◆ **What you need to do**: From the line with "of the human" to the final line, print the records exactly as they are.

-- -- --

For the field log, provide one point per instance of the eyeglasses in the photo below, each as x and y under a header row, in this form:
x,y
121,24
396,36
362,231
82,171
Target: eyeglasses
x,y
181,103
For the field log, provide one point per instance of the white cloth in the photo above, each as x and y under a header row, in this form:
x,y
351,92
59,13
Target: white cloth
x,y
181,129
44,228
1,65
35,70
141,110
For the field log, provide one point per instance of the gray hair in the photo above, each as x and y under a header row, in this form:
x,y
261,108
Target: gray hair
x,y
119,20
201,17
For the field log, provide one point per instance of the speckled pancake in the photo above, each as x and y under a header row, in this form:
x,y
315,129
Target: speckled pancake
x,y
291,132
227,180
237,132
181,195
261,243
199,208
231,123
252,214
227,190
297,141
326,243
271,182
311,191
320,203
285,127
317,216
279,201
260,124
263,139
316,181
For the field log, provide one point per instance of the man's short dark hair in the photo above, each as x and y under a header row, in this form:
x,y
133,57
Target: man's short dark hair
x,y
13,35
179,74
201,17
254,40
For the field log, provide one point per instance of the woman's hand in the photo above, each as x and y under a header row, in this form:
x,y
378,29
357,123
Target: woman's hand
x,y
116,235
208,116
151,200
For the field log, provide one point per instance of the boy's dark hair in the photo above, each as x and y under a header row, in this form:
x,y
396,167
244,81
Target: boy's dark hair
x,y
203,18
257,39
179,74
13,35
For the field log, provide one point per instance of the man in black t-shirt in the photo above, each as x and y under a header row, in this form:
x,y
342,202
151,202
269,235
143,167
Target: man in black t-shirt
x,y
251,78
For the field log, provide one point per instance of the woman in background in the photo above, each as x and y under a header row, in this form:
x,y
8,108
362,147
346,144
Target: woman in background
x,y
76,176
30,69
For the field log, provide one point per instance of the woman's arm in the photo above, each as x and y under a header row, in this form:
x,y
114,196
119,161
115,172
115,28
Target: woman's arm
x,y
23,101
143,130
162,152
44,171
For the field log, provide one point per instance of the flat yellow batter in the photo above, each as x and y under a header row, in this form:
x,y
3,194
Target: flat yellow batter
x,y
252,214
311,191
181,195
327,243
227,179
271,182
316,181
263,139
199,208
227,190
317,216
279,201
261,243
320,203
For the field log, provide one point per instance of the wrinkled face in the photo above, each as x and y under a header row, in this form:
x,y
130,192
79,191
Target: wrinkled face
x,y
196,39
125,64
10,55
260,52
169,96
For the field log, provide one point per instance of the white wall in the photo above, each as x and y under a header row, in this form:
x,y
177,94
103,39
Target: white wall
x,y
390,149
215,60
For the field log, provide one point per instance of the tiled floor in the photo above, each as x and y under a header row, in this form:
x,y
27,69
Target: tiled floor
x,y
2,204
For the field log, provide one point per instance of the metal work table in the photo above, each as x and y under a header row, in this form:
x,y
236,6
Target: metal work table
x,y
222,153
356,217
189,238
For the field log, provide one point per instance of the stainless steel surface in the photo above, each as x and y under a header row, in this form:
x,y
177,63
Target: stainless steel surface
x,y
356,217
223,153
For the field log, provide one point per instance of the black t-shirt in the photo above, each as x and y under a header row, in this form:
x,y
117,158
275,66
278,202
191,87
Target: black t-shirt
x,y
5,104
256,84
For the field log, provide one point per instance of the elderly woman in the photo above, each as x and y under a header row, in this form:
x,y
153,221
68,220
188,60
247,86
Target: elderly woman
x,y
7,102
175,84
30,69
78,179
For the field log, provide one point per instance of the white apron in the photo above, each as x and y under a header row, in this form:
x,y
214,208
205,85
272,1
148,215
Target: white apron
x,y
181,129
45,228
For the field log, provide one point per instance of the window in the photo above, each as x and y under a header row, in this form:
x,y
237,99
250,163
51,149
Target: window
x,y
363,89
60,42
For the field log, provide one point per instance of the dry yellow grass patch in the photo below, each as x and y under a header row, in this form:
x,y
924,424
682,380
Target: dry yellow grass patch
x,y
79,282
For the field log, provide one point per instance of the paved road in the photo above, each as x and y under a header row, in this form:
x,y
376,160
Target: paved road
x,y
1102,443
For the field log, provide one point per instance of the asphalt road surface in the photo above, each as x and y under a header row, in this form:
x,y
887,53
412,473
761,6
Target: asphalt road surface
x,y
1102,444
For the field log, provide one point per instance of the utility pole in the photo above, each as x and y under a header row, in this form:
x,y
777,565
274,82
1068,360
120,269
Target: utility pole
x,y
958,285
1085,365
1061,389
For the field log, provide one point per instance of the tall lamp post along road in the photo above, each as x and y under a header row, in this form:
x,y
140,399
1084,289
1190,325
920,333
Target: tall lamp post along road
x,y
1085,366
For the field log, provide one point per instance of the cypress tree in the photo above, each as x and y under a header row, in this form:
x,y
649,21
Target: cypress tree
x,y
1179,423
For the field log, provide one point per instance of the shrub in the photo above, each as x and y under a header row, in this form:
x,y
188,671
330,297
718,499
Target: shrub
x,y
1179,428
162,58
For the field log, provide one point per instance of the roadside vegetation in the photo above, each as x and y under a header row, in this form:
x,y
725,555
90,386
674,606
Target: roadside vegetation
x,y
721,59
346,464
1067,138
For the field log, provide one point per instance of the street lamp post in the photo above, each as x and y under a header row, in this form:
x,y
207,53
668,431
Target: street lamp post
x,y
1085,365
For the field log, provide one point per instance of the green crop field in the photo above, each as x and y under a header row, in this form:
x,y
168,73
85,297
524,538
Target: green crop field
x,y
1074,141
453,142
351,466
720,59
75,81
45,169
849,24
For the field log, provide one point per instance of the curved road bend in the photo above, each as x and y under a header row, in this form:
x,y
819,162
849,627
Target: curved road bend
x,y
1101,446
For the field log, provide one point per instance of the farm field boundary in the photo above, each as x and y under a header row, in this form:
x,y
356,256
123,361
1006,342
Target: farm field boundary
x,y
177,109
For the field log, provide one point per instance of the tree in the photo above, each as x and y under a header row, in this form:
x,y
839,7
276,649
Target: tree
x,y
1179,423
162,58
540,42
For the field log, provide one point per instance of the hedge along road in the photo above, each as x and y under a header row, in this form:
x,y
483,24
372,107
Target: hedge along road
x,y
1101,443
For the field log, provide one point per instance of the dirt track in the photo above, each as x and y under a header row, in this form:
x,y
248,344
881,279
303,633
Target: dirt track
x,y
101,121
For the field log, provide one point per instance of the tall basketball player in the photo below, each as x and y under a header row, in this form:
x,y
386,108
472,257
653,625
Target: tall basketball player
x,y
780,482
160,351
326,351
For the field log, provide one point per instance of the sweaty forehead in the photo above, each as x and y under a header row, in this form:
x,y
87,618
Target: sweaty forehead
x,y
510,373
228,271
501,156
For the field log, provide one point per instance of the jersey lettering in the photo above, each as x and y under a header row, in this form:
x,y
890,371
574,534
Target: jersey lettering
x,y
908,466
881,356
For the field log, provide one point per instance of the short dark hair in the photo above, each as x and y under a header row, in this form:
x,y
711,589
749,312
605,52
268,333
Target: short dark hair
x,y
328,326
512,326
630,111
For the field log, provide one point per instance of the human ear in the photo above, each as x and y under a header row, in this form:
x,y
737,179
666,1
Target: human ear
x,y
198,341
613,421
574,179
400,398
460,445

-- -- --

◆ **Solution to this exercise**:
For the field log, provide one point per instance of the human ear in the photo above, each as x and y under a header row, in this form:
x,y
737,179
666,1
Target: human ear
x,y
198,341
613,421
574,179
400,398
460,445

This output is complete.